**EXERCISE REQUIREMENTS:**
1 > In the article on data broker rules, rewrite the part that begins with the words "There are two" and ends after "the sound barrier.", changing "Congress" to "the Senate".
2 > According to the article on data broker rules, what kinds of information would the proposed rule have limited data brokers' ability to traffic in? List them all.

**SELECTED PASSAGE:**

------------------------------

There are two major reasons that the U.S. doesn’t pass an internet-era privacy law or regulate data brokers despite a parade of dangerous scandals. One, lobbied by a vast web of interconnected industries with unlimited budgets, Congress is too corrupt to do its job. Two, the U.S. government is disincentivized to do anything because it exploits this privacy dysfunction to dodge domestic surveillance warrants.

If we imposed safeguards on consumer data, everybody from app makers to telecoms would make billions less per quarter. So our corrupt lawmakers pretend the vast human harms of our greed are a distant and unavoidable externality. Unless the privacy issues involve some kid tracking rich people on their planes, of course, in which case Congress moves with a haste that breaks the sound barrier.

Despite this, the Biden era saw some modest progress in holding dodgy data brokers accountable for routinely over-collecting sensitive user location and behavior data, then selling it to any random idiot with few nickels to rub together (like far right wing propagandists, or authoritarian governments).

But that minimal progress is now, of course, being unwound by the Trump administration. For example, the Trump Consumer Financial Protection Bureau (CFPB) is quietly killing an effort to implement new rules on how data brokers sell sensitive information about Americans, including financial data, credit history, and Social Security numbers.

The new rule was proposed last December under former director Rohit Chopra. It would have allowed the CFPB to police dodgy data brokers under the Fair Credit Reporting Act (FCRA), limiting their ability to traffic in financial data, credit scores, phone numbers, Social Security numbers, and addresses. Chopra, at the time, noted that this data often winds up in the hands of foreign intelligence agencies.  

But Wired notes how the lobotomized agency, now under the “leadership” of acting director and Project 2025 architect Russell Vought, quietly withdrew the proposal last week, publishing a notice in the Federal Register declaring the rule no longer “necessary or appropriate.”

As Wired hints, the impact goes well beyond inane policy debates, and is likely to be potentially fatal for many Americans:

“Russell Vought is undoing years of painstaking, bipartisan work in order to prop up data brokers’ predatory, and profitable, surveillance of Americans,” says Sean Vitka, executive director of Demand Progress, a nonprofit that supported the rule. Added Vitka: “By withdrawing the CFPB’s data broker rulemaking, the Trump administration is ensuring that Americans will continue to be bombarded by scam texts, calls and emails, and that military members and their families can be targeted by spies and blackmailers.”

Senator Ron Wyden documented last year how far-right zealots were able to buy the location data of women seeking abortions and then use it to target vulnerable women with right wing propaganda. Lax oversight of wireless company monetization of location data has resulted in this data getting into the hands of stalkers and sexual predators. This corruption has real world costs.

Everywhere you look, Trump and his courts are making it easier for criminals and predatory scumbags to abuse this data. The Trump-stocked 5th Circuit, for example, recently vacated a $57 million fine against AT&T for collecting and selling sensitive user location data to data brokers without informing consumers. Auto giants have also been abusing sensitive data to jack up your insurance rates without telling you.

These are very real harms impacting everyone, regardless of partisan ideology. But instead of shoring up oversight of this sector, we’re rushing in the exact opposite direction, both by killing already modest efforts at new rules, and gutting federal regulatory ability to craft and enforce new ones. That leaves privacy reform in the hands of a well-lobbied Congress that’s too corrupt to function.

This is all occurring in an era where people are sharing more sensitive data than ever with their apps — and even AI therapists or sexbots. Opening the door to the kind of potentially deadly privacy invasions even the most alarmist of activists have yet to even dream of.

------------------------------

**DATASET EXTRACT:**
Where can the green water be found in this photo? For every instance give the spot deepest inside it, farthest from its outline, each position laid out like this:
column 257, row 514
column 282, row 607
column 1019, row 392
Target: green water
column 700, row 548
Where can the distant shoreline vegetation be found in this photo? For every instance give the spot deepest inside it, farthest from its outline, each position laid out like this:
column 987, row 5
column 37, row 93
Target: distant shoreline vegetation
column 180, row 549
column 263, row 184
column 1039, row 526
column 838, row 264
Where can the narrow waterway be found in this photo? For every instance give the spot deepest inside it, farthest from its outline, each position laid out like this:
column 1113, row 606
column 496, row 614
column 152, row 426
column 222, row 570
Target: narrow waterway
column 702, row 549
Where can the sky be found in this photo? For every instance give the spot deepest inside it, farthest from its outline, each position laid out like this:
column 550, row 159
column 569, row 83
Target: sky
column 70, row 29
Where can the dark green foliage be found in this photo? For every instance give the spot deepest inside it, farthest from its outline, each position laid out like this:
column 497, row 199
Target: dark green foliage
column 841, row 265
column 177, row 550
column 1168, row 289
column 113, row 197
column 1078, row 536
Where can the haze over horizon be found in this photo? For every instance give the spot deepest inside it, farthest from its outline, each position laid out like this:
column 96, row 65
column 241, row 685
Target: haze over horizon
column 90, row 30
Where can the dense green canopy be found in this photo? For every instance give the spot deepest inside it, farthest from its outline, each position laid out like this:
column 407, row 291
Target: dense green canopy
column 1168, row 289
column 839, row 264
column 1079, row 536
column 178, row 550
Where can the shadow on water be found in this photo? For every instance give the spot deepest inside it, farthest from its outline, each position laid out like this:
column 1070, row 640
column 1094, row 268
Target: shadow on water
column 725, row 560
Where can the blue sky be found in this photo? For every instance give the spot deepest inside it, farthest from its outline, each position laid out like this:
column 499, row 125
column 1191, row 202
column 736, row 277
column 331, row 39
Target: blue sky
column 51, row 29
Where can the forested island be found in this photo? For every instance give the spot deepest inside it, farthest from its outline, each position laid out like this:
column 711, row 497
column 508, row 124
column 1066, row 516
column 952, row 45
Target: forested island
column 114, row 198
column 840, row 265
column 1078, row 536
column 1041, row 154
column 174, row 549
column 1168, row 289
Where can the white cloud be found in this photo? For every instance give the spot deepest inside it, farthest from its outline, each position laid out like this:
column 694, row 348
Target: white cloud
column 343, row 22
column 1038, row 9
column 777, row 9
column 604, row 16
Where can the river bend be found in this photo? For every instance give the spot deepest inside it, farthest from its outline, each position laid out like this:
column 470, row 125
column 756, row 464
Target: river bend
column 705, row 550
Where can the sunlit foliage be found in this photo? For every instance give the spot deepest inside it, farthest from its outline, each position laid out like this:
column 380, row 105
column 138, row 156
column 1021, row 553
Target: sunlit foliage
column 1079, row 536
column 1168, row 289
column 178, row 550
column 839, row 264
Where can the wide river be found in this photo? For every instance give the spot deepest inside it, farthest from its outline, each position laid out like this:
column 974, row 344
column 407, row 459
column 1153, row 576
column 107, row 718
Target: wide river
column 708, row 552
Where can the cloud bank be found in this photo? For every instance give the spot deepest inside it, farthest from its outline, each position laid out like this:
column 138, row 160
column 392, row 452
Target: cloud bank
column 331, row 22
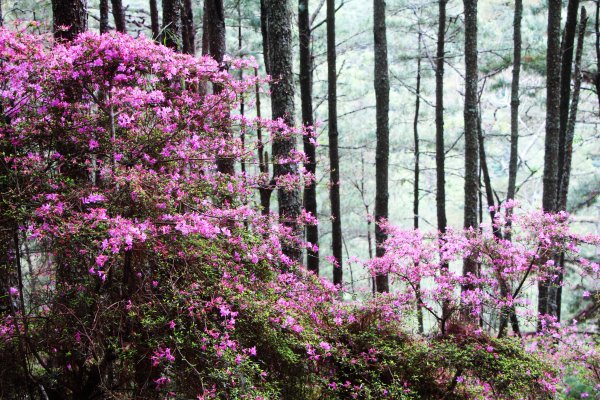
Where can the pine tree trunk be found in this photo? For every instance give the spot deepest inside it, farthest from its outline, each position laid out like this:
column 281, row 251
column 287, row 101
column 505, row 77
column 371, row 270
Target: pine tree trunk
column 440, row 155
column 471, row 130
column 119, row 16
column 334, row 158
column 382, row 103
column 310, row 191
column 216, row 45
column 71, row 15
column 279, row 31
column 440, row 151
column 567, row 50
column 417, row 172
column 264, row 29
column 205, row 29
column 155, row 27
column 188, row 31
column 172, row 24
column 514, row 110
column 104, row 26
column 568, row 149
column 546, row 300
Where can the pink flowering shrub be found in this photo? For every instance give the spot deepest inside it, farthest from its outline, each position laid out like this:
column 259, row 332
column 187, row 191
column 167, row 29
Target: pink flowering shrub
column 160, row 278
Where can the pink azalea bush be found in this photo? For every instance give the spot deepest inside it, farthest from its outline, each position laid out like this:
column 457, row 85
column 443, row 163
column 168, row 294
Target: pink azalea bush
column 159, row 277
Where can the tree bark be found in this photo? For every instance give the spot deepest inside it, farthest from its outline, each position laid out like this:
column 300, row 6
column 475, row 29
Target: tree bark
column 567, row 49
column 471, row 130
column 171, row 33
column 440, row 151
column 188, row 29
column 310, row 191
column 216, row 45
column 417, row 171
column 514, row 108
column 119, row 16
column 551, row 150
column 279, row 31
column 264, row 29
column 104, row 26
column 155, row 27
column 71, row 15
column 440, row 155
column 564, row 178
column 205, row 29
column 382, row 104
column 334, row 158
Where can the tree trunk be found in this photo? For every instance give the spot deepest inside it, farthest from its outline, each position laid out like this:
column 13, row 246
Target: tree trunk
column 205, row 29
column 310, row 191
column 264, row 29
column 471, row 130
column 417, row 172
column 104, row 27
column 171, row 33
column 154, row 19
column 568, row 149
column 567, row 49
column 382, row 103
column 187, row 28
column 440, row 155
column 546, row 303
column 279, row 31
column 514, row 110
column 440, row 151
column 119, row 16
column 216, row 29
column 71, row 15
column 334, row 158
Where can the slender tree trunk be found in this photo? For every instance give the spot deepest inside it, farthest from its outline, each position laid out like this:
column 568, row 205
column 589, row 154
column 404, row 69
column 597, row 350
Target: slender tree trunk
column 334, row 158
column 310, row 191
column 187, row 28
column 546, row 299
column 440, row 155
column 279, row 31
column 216, row 45
column 264, row 29
column 70, row 15
column 568, row 150
column 216, row 29
column 205, row 29
column 241, row 78
column 471, row 131
column 155, row 27
column 567, row 50
column 119, row 16
column 597, row 48
column 440, row 151
column 172, row 24
column 263, row 157
column 104, row 27
column 514, row 111
column 382, row 151
column 417, row 172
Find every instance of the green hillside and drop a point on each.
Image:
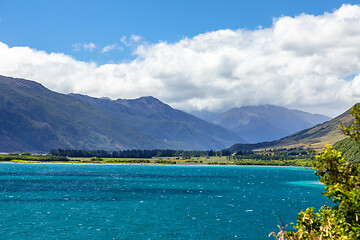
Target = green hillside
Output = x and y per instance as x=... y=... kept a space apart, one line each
x=315 y=137
x=349 y=149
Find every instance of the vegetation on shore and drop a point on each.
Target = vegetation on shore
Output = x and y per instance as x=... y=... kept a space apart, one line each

------------------------------

**RESPONSES TO THE EXERCISE:**
1 >
There are two major reasons that the U.S. doesn’t pass an internet-era privacy law or regulate data brokers despite a parade of dangerous scandals. One, lobbied by a vast web of interconnected industries with unlimited budgets, the Senate is too corrupt to do its job. Two, the U.S. government is disincentivized to do anything because it exploits this privacy dysfunction to dodge domestic surveillance warrants.

If we imposed safeguards on consumer data, everybody from app makers to telecoms would make billions less per quarter. So our corrupt lawmakers pretend the vast human harms of our greed are a distant and unavoidable externality. Unless the privacy issues involve some kid tracking rich people on their planes, of course, in which case the Senate moves with a haste that breaks the sound barrier.

2 >
- financial data
- credit scores
- phone numbers
- Social Security numbers
- addresses